PROBLEM STATEMENT:
Copy the records below verbatim, from the first line through the line containing "target | woman's nose", inclusive, and output nothing else.

==================================================

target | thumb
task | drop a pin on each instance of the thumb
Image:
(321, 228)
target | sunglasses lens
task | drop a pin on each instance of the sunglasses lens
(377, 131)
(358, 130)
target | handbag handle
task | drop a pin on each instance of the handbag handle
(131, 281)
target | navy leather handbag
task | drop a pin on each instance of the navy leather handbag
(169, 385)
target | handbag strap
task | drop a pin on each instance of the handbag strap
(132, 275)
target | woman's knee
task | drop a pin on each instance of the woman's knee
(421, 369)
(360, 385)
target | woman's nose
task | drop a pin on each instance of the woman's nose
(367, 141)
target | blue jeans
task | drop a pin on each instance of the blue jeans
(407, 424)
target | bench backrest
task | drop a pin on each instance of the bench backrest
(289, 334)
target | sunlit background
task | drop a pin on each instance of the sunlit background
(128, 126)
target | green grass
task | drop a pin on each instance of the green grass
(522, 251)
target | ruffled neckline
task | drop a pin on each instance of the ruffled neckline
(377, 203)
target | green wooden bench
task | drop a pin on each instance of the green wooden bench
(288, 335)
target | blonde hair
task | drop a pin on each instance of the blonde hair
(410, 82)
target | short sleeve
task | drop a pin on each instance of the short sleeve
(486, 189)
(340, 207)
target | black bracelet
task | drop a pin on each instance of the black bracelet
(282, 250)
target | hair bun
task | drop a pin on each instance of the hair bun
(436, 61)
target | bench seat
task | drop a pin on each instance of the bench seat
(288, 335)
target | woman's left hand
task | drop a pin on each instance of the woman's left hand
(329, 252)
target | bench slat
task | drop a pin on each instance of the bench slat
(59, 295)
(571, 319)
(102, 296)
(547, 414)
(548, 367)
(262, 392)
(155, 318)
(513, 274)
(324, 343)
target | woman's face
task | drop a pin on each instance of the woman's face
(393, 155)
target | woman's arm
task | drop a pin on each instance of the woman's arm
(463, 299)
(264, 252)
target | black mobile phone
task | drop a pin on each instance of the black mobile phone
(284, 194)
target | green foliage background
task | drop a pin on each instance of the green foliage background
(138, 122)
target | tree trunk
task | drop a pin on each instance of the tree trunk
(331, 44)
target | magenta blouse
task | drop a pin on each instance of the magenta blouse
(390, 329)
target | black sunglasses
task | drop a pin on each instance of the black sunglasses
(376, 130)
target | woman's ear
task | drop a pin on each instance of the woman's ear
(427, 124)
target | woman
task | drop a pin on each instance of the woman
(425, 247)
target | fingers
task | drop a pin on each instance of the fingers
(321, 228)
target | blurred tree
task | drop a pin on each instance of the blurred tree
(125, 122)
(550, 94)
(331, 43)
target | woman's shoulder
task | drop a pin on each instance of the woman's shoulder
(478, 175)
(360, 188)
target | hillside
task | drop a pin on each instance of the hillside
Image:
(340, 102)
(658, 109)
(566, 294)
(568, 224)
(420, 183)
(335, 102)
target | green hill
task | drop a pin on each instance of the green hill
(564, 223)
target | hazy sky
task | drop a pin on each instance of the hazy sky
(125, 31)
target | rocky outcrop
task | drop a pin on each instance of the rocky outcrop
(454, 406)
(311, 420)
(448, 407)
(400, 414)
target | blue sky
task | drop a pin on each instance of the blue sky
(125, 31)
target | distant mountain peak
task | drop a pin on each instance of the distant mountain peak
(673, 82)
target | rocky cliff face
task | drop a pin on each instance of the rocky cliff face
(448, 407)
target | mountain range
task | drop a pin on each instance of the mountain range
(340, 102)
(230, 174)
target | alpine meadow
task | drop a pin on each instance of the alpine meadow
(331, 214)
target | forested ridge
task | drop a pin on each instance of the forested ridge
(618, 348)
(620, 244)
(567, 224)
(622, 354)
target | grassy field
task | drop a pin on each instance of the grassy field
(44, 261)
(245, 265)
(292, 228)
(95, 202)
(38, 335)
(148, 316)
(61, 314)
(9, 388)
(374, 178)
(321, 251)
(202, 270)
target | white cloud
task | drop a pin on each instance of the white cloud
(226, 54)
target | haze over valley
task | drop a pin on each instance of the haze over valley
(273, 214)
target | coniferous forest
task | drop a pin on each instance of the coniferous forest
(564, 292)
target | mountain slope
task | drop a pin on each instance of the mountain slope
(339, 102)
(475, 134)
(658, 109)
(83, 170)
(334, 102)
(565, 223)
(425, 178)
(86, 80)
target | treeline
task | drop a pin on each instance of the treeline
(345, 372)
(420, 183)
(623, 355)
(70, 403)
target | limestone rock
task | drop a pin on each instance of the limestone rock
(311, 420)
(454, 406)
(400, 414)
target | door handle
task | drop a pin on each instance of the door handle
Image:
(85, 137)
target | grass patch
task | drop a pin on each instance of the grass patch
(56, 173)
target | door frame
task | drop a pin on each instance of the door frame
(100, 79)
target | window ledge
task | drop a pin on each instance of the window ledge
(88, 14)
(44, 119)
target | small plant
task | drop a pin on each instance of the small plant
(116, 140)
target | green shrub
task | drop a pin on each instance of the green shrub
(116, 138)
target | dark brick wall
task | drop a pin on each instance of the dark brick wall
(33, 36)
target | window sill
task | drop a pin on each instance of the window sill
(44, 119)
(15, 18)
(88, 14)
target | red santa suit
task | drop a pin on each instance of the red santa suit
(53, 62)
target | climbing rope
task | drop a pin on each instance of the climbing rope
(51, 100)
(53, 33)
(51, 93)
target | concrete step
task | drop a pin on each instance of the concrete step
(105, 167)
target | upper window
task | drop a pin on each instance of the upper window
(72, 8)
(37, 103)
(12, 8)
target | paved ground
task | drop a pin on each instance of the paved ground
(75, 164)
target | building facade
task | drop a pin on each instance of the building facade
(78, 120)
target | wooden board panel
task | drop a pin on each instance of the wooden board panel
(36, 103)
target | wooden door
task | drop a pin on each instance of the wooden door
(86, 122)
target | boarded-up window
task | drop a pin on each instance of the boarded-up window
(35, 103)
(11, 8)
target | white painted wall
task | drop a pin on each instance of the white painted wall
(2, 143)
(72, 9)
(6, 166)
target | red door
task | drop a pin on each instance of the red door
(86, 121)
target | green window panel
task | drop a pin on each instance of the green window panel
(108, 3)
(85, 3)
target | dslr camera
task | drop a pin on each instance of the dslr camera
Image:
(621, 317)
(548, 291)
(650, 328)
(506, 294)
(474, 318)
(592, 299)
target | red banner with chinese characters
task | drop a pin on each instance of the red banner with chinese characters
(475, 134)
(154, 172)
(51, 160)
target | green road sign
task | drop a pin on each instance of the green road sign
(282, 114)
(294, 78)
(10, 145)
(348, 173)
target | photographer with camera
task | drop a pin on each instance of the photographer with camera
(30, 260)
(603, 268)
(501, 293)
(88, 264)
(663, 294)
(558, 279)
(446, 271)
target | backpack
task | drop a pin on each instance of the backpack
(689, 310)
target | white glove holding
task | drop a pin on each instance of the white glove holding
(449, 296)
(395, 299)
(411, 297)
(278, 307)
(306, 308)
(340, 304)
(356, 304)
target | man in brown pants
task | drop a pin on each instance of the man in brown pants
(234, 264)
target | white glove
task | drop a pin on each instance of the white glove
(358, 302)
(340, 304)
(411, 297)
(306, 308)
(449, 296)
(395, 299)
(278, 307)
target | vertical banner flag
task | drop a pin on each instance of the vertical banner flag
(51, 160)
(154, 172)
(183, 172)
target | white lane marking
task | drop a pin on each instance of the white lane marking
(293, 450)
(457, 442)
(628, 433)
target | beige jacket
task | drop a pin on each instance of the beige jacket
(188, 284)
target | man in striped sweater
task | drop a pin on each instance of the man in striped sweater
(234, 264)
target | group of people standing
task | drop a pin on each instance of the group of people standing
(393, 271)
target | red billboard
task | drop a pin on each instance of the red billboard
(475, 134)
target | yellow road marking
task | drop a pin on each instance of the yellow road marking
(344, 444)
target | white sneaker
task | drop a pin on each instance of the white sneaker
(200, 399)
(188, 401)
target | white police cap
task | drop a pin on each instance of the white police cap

==================================================

TASK OUTPUT:
target | thumb
task | drop a pin on each instance of the thumb
Image:
(321, 228)
target | sunglasses lens
task | drop a pin on each instance of the sunglasses lens
(377, 131)
(358, 130)
target | handbag handle
task | drop a pin on each instance of the handbag handle
(131, 281)
target | navy leather handbag
task | drop a pin on each instance of the navy leather handbag
(169, 385)
target | handbag strap
task | drop a pin on each instance of the handbag strap
(132, 275)
target | woman's knee
task | drop a pin on each instance of the woman's knee
(421, 369)
(360, 385)
target | woman's nose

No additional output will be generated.